## Article source
⁂
Une nuit sanglante suite à l'arrestation du Major Joseph Kasongo

ADIA/n° 148 du 27 février 2004

La nuit de lundi à mardi derniers, les affrontements ont opposé les forces fidèles au Général Prosper Nabiolwa, Commandant de la 10ème Région militaire à celles de son adjoint, le Colonel Mutebusi. Celui-ci tenait à arrêter son supérieur hiérarchique pour venger l’arrestation du major Joseph Kasongo qui venait d’être arrêté et acheminé a Kinshasa pour être entendu. Bilan provisoire :deux morts dont le propre garde du Général Nabiolwa et un civil.
En effet, le major Kasongo est accusé de complicité dans les manœuvres de caches d’armes à travers la ville de Bukavu, chef-lieu de la province du Sud-Kivu. L’opération de la recherche des caches d’armes avait été ordonnée par le Conseil extraordinaire des ministres tenu le samedi 7 février 2004. Les investigations ont révélé l’existence de plusieurs caches d’armes tenus jusque là à l’insu du Commandant de la région militaire. C’est dans ce contexte que dimanche 22 février il a été découvert, dans l’enceinte de la résidence du major Joseph Kasongo et du Colonel Mirindi, des caches d’armes . Mais la Monuc n’ avait pas été associée à cette enquête. Toutefois il y a lieu de souligner que le Colonel Mirindi et le Major Kasongo sont tous proches du Gouverneur Xavier Ciribanya pour le moment suspendu à la suite de l’enquête que la délégation gouvernementale avait menée à Bukavu-même et à l’issue de laquelle il a été établi que le gouverneur Ciribanya détenait des caches d’armes.
⁂
## Lignes de données

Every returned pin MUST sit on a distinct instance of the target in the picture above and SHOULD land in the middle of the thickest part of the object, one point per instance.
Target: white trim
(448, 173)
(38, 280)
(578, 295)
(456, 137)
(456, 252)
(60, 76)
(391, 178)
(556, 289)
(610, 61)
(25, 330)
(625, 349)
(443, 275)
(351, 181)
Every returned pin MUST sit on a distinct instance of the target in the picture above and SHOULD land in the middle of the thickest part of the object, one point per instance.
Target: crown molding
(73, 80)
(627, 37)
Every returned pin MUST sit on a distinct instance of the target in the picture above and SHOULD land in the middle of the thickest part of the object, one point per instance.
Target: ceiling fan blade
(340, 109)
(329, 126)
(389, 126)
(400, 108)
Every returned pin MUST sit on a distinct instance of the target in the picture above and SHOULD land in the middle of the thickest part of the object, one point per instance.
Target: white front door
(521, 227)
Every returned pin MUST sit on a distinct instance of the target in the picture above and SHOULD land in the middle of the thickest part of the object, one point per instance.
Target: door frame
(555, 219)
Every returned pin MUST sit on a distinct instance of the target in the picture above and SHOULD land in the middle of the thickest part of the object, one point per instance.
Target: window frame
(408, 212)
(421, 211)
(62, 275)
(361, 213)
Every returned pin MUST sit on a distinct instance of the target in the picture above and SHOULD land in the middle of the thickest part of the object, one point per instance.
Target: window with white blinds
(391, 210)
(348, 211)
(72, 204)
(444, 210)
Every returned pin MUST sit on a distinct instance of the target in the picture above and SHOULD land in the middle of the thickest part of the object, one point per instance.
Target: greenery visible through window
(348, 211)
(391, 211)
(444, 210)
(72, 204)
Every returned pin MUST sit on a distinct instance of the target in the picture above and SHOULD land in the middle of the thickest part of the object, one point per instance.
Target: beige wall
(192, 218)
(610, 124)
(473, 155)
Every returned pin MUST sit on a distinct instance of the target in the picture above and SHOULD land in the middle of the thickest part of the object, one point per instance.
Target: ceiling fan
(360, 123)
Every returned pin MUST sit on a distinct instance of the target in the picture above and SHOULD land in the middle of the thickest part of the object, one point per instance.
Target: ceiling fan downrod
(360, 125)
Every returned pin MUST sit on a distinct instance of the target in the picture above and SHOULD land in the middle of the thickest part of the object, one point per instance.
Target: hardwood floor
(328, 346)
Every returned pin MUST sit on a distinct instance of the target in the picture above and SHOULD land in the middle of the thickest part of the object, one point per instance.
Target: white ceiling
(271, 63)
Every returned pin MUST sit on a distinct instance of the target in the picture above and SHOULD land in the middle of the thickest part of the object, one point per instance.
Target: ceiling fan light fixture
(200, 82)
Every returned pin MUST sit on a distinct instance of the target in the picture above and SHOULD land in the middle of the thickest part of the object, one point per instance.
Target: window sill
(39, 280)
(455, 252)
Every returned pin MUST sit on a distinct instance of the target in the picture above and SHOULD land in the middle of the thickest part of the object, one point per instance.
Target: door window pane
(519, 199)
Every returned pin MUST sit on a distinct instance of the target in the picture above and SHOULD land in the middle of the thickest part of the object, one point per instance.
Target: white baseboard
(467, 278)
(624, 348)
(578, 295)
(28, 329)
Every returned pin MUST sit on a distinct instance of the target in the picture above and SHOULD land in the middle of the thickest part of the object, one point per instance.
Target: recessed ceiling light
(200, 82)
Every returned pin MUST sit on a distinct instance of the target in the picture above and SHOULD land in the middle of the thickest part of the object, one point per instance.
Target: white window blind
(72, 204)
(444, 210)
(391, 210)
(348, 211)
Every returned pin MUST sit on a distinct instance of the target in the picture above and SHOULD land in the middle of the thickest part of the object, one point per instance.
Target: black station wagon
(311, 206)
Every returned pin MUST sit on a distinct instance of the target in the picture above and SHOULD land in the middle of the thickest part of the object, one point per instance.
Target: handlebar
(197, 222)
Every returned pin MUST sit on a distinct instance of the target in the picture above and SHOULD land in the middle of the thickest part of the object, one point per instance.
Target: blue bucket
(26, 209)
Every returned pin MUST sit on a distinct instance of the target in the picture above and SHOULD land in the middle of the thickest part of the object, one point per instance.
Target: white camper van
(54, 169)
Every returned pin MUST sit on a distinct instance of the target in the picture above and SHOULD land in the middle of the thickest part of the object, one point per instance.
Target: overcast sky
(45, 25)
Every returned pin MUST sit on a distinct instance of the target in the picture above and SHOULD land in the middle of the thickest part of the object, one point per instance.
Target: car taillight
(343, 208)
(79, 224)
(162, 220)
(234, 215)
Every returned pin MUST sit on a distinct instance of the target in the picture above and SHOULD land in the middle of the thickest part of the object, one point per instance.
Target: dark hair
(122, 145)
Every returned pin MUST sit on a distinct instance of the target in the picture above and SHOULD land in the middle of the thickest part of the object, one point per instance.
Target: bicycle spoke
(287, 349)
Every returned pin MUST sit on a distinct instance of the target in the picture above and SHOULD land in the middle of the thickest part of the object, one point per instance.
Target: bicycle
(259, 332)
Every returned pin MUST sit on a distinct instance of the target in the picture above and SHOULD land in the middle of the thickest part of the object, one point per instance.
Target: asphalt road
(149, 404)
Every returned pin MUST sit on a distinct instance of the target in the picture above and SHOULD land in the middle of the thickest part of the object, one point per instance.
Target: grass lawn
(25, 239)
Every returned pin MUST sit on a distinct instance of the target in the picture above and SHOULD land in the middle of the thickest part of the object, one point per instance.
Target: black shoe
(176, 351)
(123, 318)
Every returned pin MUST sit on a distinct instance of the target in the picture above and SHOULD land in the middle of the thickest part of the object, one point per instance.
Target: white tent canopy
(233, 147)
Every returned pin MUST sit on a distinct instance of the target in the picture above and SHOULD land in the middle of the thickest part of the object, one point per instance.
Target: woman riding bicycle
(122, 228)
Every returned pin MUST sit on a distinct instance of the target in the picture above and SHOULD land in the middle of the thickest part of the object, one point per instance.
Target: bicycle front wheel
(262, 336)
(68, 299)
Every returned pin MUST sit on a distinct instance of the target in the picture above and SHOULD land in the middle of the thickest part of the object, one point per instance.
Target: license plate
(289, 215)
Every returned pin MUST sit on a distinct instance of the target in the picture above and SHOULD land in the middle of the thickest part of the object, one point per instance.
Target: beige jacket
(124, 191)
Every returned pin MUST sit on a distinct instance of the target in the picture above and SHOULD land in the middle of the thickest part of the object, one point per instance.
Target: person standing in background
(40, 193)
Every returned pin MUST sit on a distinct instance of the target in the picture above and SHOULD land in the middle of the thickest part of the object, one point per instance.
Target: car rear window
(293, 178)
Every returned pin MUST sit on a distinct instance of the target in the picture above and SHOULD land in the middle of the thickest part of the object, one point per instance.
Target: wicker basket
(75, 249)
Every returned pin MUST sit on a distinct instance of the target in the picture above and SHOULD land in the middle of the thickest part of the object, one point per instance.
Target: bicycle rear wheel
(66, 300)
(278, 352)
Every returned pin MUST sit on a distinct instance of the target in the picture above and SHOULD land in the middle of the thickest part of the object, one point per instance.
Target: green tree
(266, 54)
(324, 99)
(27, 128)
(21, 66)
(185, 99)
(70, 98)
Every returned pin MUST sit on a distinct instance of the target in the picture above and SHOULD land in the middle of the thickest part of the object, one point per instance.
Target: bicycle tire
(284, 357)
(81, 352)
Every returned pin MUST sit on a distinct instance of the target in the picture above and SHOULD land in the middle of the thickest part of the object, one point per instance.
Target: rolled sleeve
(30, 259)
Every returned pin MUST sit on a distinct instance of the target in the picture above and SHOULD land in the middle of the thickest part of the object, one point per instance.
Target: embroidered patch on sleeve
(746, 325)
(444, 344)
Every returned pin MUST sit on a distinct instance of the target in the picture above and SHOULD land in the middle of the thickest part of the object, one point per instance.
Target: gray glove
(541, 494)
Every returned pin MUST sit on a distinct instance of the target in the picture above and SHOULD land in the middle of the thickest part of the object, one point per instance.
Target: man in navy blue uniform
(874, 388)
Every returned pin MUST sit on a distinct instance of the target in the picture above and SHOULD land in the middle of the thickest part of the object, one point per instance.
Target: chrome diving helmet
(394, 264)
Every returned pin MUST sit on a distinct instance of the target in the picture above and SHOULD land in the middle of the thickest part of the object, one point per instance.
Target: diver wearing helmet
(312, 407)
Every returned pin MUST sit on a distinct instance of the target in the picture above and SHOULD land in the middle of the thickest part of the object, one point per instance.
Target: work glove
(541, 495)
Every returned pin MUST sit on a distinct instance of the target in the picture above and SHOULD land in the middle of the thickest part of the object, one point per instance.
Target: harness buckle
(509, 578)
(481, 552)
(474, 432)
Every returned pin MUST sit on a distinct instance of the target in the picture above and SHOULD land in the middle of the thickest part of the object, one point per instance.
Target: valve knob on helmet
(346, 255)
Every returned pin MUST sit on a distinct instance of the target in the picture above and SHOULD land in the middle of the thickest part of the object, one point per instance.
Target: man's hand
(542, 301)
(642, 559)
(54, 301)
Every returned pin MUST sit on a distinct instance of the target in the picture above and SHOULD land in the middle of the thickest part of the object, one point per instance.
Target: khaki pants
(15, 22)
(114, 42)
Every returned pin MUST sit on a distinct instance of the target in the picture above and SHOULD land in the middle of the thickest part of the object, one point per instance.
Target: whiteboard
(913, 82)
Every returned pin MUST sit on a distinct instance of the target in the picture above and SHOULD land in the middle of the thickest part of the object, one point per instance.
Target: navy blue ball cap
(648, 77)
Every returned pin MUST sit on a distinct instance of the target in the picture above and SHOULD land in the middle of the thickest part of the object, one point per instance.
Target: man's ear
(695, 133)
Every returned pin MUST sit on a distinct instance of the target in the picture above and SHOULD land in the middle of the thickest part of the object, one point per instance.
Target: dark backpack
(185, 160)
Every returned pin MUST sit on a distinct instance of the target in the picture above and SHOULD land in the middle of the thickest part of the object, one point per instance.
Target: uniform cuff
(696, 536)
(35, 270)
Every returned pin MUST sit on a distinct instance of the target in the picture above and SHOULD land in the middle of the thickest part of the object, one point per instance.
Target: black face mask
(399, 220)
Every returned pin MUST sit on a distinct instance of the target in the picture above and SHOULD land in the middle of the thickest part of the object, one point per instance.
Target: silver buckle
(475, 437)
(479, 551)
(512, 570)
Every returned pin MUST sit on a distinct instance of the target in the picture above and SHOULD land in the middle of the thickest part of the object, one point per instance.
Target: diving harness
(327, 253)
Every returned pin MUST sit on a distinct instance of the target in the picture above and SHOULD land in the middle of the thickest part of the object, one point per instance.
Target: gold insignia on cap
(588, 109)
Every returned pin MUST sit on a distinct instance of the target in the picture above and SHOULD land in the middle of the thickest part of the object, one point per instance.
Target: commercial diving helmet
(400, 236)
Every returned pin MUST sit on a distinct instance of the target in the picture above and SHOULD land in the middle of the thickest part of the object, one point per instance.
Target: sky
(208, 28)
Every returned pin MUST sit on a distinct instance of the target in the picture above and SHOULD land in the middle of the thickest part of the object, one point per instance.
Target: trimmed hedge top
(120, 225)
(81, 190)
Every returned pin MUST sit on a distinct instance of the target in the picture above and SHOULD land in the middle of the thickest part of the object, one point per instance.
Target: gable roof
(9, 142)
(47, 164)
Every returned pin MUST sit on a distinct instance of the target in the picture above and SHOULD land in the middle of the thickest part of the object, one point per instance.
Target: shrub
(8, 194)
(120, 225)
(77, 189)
⁂
## Consigne
Recopiez sans rien changer le passage de l'article sur l'arrestation du major Kasongo qui va de « ADIA/n° 148 du » jusqu'à « et un civil. ». Fondez-vous uniquement sur l'article.

## Réponse attendue
ADIA/n° 148 du 27 février 2004

La nuit de lundi à mardi derniers, les affrontements ont opposé les forces fidèles au Général Prosper Nabiolwa, Commandant de la 10ème Région militaire à celles de son adjoint, le Colonel Mutebusi. Celui-ci tenait à arrêter son supérieur hiérarchique pour venger l’arrestation du major Joseph Kasongo qui venait d’être arrêté et acheminé a Kinshasa pour être entendu. Bilan provisoire :deux morts dont le propre garde du Général Nabiolwa et un civil.